**Aufgaben:**
1. Mit welcher Begründung hat das Verwaltungsgericht laut dem Quellenauszug das Begehren gegen die Vollstreckungsandrohungen als unzulässig abgelehnt?
2. Geben Sie aus dem Quellenauszug wörtlich wieder, was bei den Worten „Die gemäß §§“ einsetzt und nach den Worten „Obergeschoß beantragt wird.“ aufhört.

**Quellenauszug:**
□ □ □
Die gemäß §§ 146, 147 VwGO zulässige Beschwerde des Antragstellers ist begründet, soweit die Wiederherstellung der aufschiebenden Wirkung der Widersprüche gegen das Nutzungsverbot bezüglich der Räume im 1. bis 5. Obergeschoß beantragt wird.

Soweit sich die Beschwerde gegen die Ablehnung der Anordnung der aufschiebenden Wirkung der Widersprüche gegen die in den angefochtenen Verfügungen enthaltenen Versiegelungsandrohungen richtet, ist die Beschwerde unbegründet. Aus dem in der Beschwerdeschrift vom 13.07.1993 enthaltenen Antrag, mit dem ausdrücklich neben der Wiederherstellung der aufschiebenden Wirkung auch die Anordnung der aufschiebenden Wirkung der Widersprüche begehrt wird, ergibt sich, daß der Antragsteller auch im Beschwerdeverfahren sein vorläufiges Rechtsschutzbegehren gegen die Vollstreckungsandrohungen weiter verfolgt. Das Verwaltungsgericht hat dieses Begehren jedoch zu Recht wegen fehlenden Rechtsschutzbedürfnisses als unzulässig abgelehnt, da die Antragsgegnerin die in den angefochtenen Verfügungen enthaltenen Zwangsmittelandrohungen bereits zum Zeitpunkt der erstinstanzlichen Entscheidung aufgehoben hatte.
□ □ □
**Ausgewählte Datensätze:**
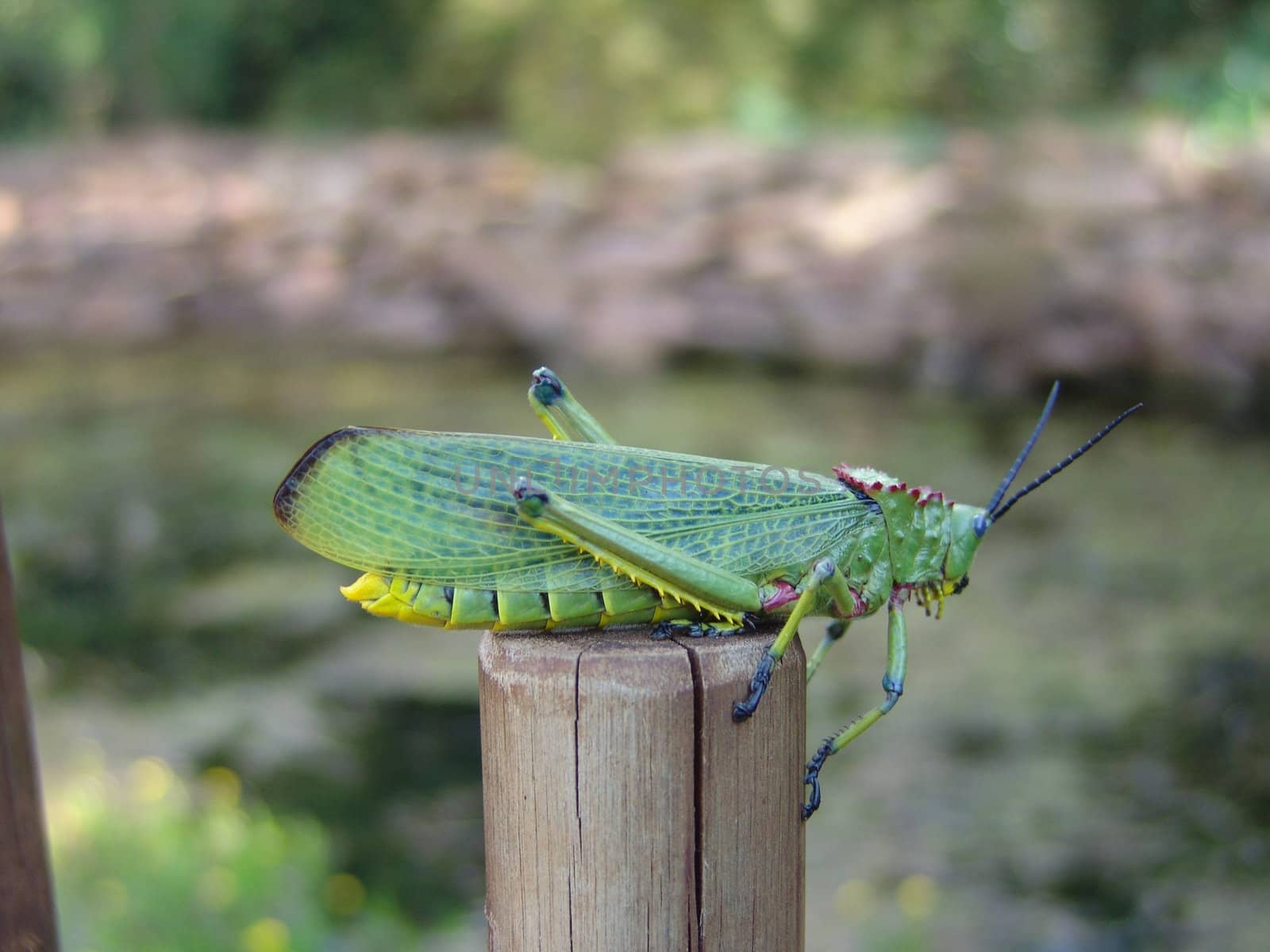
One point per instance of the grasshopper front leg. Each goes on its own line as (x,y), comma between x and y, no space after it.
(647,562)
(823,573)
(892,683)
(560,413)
□ □ □
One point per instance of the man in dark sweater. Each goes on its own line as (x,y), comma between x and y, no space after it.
□ □ □
**Lösungen:**
1. Wegen fehlenden Rechtsschutzbedürfnisses, da die Antragsgegnerin die Zwangsmittelandrohungen bereits zum Zeitpunkt der erstinstanzlichen Entscheidung aufgehoben hatte.

2.
Die gemäß §§ 146, 147 VwGO zulässige Beschwerde des Antragstellers ist begründet, soweit die Wiederherstellung der aufschiebenden Wirkung der Widersprüche gegen das Nutzungsverbot bezüglich der Räume im 1. bis 5. Obergeschoß beantragt wird.